* **EXCERPT PROVIDED**
It's understandable that health insurance companies don't want to invest in big-dollar projects without knowing how the industry is going to change. One example is in the area of underwriting. If healthcare reform implements an individual mandate coupled with health insurers accepting all members—regardless of pre-existing conditions—the underwriting process that has become the health insurance industry's foundation will evaporate.
Investing in that area doesn't make sense now, but Dan Maynard, president and CEO of Connecture, says health plans need to use "flexible technology solutions" to prepare for the future. Health insurers shouldn't stay transfixed on the horizon. A more pressing need for insurers is how to stay ahead despite the destruction of the employer-based health insurance market, most notably the small group market. As more Americans are bounced from employer-based health insurance, they are flooding the individual health insurance market. While insurers realize that the individual insurance market is their present and future, many are struggling with how to prevent losses.
In order to survive healthcare reform and the decimated employer-based market, Maynard suggests a combination of technology and marketing, which he says will play a much larger role in the near future. That's because the combination of an eroding employer-based health insurance market coupled with healthcare reform will force insurers to compete for members, which is commonplace in other industries.

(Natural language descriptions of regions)
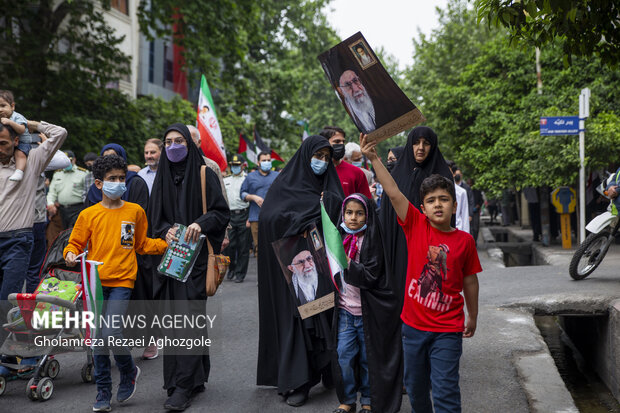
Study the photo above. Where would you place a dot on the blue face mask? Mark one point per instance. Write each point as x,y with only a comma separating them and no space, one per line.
265,166
352,231
113,190
318,166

* **WHAT THIS EXERCISE ASKS**
a – Update the health insurance passage from "In order to" through "in other industries.", replacing "technology and marketing" with "innovation and outreach".
b – Name every insurance market mentioned in the health insurance passage.
c – Please continue the health insurance passage, picking up after its final sentence.

* **RESPONSES**
a –
In order to survive healthcare reform and the decimated employer-based market, Maynard suggests a combination of innovation and outreach, which he says will play a much larger role in the near future. That's because the combination of an eroding employer-based health insurance market coupled with healthcare reform will force insurers to compete for members, which is commonplace in other industries.

b –
- Employer-based health insurance market
- Small group market
- Individual health insurance market

c –
What does the future of health insurance marketing entail? Think car and life insurance. Television shows feature ads from Geico, Progressive, and Aflac. Health insurers also may soon become a staple of television and will need marketing departments that understand what consumers want. Technology, meanwhile, will allow insurers to reach out to both members and prospective members through interactive Web sites.
The technology/marketing push will help insurers develop new products, perform lead management, quote rates to consumers, improve enrollment, and retain members. Maynard says health insurers' future is in these four areas:
Easy and flexible product configuration
Multiple avenues for targeted outreach
Real-time and user-friendly online enrollment
Using analytics to understand what attracts and retains a carrier's targeted market
In the near future, health insurers will need to create a platform that will allow insurers to promote products across various market segments. This technology will include a single location for prospective and current members to learn about product information and availability.
"It's one thing to have a marketing site, it's another thing to be targeting different types of consumers and providing different targeted campaigns around your quoting and your lead gen activities," says Maynard. "Health plans are a long ways away from that kind of technology-supported targeted marketing on the Web or otherwise."
Of course, people don't consume information the same way. This means health insurers will need to create outreach across multiple avenues. While young adults appreciate Web communication through fast processes, senior populations may need additional considerations, including a user interface that is compatible with screen-reading applications and flexibility in font size and site view. Seniors could also need additional support through phone calls or even face-to-face communication.
Fewer people with employer-based insurance means health insurers will need to invest in direct-to-consumer offerings as well as interactive Web sites, call centers, and maybe even retail stores.
Having fewer underwriting possibilities, insurers will benefit by creating Web sites that allow for faster enrollment processes. Maynard says insurers also will need to create real-time underwriting processes that allow customers to enroll immediately while allowing the health plans to use the information to design wellness programs tailored to the individual.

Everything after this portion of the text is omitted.